SELECTED PASSAGE:
━━━━━━━━━━━━━━━━━━━━━━━━━━━━━━

Michelle Wolf was eight years old in 1981, in the beginning of this horrifying and deadly epidemic that attacked — void of mercy — the gay population in the United States as in other countries, but that doesn’t give her a pass. By Wolf’s joke, she has exponentially disrespected those who agonized in pain before meeting their deaths. As she does the partners, family members, and friends who had to stand by watching the plague consume their loved ones. As she has done the same to all who have HIV and-or AIDS past, present, and future. To this day, globally, AIDS still kills millions of people.
So lethally aggressive, in the 1980s, AIDS nearly wiped out a whole generation of men. And due to the prejudice and indifference of President Ronald Reagan and his administration, it took him some four years to speak the acronym, AIDS. Four years, at the expense of the grave suffering and death of thousands of men — human beings. Besides birthing this great injustice, Reagan — as had the mass majority of the straight population had no compassion. No compassion for the sick and dying. No compassion to act for their welfare. As they, religious leaders preached from their pulpits — AIDS was an act of God.

━━━━━━━━━━━━━━━━━━━━━━━━━━━━━━

PROVIDED RECORDS:
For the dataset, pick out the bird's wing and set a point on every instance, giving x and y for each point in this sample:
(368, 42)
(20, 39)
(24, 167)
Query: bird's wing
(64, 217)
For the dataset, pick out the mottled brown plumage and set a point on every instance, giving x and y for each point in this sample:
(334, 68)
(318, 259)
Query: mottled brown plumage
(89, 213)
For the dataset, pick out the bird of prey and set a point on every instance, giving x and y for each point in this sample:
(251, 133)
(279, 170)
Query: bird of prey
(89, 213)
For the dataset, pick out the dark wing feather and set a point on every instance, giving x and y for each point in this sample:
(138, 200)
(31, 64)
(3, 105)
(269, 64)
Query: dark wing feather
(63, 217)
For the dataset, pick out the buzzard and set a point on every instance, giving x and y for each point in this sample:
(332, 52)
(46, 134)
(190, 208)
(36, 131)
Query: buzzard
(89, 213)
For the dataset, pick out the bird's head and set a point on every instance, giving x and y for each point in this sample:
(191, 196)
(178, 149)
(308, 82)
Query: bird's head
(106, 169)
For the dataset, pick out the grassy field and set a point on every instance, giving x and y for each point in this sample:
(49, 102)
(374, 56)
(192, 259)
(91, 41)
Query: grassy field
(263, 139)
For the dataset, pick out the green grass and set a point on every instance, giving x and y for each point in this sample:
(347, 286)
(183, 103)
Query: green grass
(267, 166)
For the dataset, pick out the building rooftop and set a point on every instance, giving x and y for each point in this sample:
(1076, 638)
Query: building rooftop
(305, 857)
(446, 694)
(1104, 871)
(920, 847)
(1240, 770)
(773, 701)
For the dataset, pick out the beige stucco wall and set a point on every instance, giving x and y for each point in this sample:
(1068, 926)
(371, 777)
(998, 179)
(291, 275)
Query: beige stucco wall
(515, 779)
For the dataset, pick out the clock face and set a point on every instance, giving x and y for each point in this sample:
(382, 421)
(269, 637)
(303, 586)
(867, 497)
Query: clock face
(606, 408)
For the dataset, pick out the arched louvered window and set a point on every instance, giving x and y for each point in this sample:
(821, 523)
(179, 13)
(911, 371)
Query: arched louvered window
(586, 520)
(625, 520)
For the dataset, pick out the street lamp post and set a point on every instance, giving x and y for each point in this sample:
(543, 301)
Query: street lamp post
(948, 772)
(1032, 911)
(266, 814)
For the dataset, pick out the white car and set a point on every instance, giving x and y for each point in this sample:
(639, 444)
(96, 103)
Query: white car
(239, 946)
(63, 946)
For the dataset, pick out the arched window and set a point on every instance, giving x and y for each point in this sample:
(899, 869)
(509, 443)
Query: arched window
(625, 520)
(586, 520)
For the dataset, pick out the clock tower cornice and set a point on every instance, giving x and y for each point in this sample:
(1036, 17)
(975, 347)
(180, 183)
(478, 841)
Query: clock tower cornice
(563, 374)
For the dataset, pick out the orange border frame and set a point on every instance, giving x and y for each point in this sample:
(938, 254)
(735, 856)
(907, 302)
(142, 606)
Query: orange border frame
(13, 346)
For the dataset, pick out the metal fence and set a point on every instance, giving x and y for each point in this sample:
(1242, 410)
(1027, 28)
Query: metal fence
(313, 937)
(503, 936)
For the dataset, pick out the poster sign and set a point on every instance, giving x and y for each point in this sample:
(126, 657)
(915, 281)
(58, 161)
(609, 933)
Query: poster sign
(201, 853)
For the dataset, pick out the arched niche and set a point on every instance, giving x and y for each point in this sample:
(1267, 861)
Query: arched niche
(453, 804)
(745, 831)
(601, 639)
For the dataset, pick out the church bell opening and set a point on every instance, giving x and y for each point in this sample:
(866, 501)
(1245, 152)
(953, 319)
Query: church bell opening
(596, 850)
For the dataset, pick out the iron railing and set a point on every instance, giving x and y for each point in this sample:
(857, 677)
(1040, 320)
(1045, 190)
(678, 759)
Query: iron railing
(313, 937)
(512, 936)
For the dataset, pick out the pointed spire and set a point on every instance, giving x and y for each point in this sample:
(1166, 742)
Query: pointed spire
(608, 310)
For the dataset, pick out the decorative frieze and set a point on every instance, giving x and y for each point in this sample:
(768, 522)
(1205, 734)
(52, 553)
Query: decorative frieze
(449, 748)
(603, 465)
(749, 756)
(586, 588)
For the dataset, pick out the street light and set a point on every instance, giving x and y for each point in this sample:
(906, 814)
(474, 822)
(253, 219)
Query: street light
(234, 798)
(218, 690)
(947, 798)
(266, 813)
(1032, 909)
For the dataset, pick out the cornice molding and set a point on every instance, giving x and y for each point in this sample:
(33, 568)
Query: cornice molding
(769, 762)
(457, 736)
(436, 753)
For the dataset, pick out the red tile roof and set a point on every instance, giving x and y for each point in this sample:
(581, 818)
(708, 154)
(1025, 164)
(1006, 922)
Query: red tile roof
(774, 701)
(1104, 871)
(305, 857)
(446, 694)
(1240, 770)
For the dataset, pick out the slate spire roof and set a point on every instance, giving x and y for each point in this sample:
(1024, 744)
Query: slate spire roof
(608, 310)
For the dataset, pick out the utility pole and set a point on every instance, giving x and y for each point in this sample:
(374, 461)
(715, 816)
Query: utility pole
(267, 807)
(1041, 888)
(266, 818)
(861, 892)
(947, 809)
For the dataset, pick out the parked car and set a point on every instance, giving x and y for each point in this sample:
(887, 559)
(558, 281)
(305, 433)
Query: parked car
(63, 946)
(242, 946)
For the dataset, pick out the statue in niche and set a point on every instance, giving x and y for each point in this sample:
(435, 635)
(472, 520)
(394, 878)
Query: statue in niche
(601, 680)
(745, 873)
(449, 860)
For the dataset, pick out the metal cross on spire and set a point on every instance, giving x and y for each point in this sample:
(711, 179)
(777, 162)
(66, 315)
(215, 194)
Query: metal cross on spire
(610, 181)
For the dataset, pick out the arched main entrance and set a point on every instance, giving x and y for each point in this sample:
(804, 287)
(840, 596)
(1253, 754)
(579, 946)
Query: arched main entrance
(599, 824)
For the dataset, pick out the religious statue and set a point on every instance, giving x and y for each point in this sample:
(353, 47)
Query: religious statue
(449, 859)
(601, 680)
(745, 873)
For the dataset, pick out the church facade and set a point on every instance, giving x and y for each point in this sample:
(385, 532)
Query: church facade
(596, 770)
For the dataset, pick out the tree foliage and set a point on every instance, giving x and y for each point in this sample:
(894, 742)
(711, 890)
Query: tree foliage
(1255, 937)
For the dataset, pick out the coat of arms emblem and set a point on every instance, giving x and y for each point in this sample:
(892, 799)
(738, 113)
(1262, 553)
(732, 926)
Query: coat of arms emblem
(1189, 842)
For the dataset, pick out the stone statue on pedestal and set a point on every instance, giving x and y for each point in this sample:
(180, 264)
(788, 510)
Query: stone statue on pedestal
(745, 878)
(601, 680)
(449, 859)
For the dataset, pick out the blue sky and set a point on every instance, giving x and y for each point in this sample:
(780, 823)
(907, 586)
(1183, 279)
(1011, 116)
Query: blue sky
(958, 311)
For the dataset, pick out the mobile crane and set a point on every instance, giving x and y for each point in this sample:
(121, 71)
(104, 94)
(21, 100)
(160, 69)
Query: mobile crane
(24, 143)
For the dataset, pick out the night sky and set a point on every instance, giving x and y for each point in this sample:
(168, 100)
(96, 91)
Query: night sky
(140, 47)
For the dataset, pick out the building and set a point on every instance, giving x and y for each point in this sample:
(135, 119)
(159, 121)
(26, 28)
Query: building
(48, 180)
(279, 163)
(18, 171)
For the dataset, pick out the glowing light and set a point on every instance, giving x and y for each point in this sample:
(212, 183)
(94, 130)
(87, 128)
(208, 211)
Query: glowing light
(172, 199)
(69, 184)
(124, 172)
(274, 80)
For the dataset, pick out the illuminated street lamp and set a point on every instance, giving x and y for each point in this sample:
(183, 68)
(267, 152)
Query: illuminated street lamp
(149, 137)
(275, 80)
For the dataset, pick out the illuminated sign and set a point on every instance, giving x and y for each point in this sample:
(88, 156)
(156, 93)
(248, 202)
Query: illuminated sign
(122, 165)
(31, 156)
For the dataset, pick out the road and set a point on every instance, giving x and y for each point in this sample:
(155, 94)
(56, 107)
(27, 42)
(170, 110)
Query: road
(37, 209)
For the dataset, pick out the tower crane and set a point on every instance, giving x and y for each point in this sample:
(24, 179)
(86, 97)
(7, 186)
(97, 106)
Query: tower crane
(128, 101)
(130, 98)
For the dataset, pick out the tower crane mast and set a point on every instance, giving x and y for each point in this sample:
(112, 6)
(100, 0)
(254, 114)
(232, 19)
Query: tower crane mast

━━━━━━━━━━━━━━━━━━━━━━━━━━━━━━

TASK PROMPT:
From the passage on the AIDS epidemic, write out the text between "So lethally aggressive, in" and "act of God.", inclusive. The entries can be set aside; nothing here depends on them.

ANSWER SECTION:
So lethally aggressive, in the 1980s, AIDS nearly wiped out a whole generation of men. And due to the prejudice and indifference of President Ronald Reagan and his administration, it took him some four years to speak the acronym, AIDS. Four years, at the expense of the grave suffering and death of thousands of men — human beings. Besides birthing this great injustice, Reagan — as had the mass majority of the straight population had no compassion. No compassion for the sick and dying. No compassion to act for their welfare. As they, religious leaders preached from their pulpits — AIDS was an act of God.